## START DATA ROWS

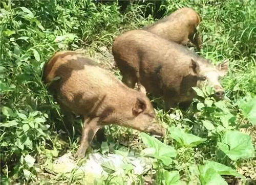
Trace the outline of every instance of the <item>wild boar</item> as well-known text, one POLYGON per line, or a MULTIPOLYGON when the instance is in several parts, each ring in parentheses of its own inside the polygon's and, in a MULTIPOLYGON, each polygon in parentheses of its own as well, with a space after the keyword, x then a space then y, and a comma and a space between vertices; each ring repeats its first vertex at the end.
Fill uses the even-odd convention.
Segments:
POLYGON ((50 83, 49 90, 61 108, 83 118, 78 157, 84 155, 95 133, 105 125, 163 135, 145 95, 129 88, 81 54, 57 52, 44 66, 42 79, 50 83))
POLYGON ((145 28, 144 30, 179 44, 187 45, 191 42, 200 50, 202 37, 197 27, 200 21, 199 15, 195 10, 183 8, 145 28))
POLYGON ((196 94, 191 87, 205 80, 213 87, 216 97, 224 95, 219 80, 227 72, 227 61, 214 66, 186 47, 144 30, 116 38, 112 51, 122 81, 131 88, 137 83, 141 91, 144 87, 155 96, 163 96, 165 110, 192 101, 196 94))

## END DATA ROWS

** BRIEF **
Reproduce every line of the records above word for word, omitting the pictures.

** COMPLETED TASK **
Trace the outline of every instance of the <item>wild boar</item> as well-known text, one POLYGON per line, or a MULTIPOLYGON when the instance is in several parts, each ring in parentheses of its own inside the polygon's and, in a MULTIPOLYGON, each polygon in parentheses of its own as well, with a space after the keyword, x then a space then y, and a comma and a space between vertices; each ring repeats its first vertex at the end.
Fill uses the even-odd convention.
Segments:
POLYGON ((50 83, 49 90, 61 108, 83 118, 78 157, 84 155, 95 133, 105 125, 163 135, 145 95, 129 88, 81 54, 57 52, 44 66, 42 79, 50 83))
POLYGON ((145 28, 144 30, 179 44, 187 45, 191 42, 200 50, 202 37, 197 27, 200 21, 199 15, 195 10, 183 8, 145 28))
POLYGON ((196 94, 191 87, 205 80, 213 87, 216 97, 224 95, 219 80, 227 72, 227 61, 214 66, 186 47, 144 30, 116 38, 112 51, 122 81, 131 88, 137 83, 141 91, 144 87, 155 96, 163 96, 165 110, 192 101, 196 94))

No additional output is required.